* Provided records
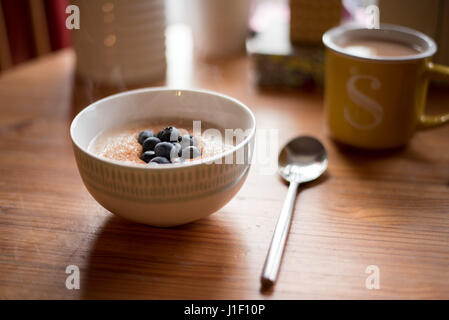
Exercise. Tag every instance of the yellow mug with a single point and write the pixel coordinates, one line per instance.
(378, 102)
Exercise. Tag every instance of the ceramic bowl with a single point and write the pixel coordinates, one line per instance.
(164, 195)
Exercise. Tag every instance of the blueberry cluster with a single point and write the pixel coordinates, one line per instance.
(167, 146)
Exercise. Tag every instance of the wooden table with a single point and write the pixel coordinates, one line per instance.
(389, 209)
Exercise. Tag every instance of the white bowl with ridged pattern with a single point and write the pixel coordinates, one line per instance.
(165, 195)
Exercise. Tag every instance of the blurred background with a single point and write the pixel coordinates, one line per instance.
(125, 44)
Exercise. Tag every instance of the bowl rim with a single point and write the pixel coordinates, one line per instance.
(209, 160)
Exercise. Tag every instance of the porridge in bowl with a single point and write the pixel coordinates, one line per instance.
(158, 141)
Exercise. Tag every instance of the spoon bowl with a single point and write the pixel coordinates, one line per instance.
(302, 160)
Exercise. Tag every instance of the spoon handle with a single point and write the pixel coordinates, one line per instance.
(274, 256)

* Directions
Please rewrite every entry above, swapping "single point" for "small dot" and keeping everything else unchanged. Leave the pictures out.

* Answer below
Exercise. Tag every instance of the yellow mug with a small dot and write the pixel coordinates, one line per instance.
(378, 102)
Exercise. Tag every instance of the ceramic bowl with a small dot and write the pixel coordinates, one line per instance.
(164, 195)
Exercise. Tag every instance of the blueberry cluster with a small dot and write the pixel coordinates, one line per instance.
(167, 146)
Exercise. Tag every instance of the wooden table with a small dot and write the pixel coordinates, one line per instance.
(389, 209)
Exercise. Tag every instance of the white bowl with ridged pattern with a small dot and write the pixel coordinates, one line per instance.
(165, 195)
Exercise. Tag every instance of the blurred background with a small dot and write the pixel coordinates, one line per instance.
(125, 44)
Exercise. Tag every instance of the bowl rim with a small dot and write the pixel coordinates, one line per instance.
(209, 160)
Exercise. Tag every instance of the porridge in bowl with a small dot and write the pixel coordinates, one line per instance.
(158, 141)
Exercise. Tag every instance of the spoon bowl with a small dot and write the pixel coordinates, one line per instance.
(302, 160)
Exercise. Tag every instance of the spoon handle with a small dot and write the pixel coordinates, one line per instance.
(274, 256)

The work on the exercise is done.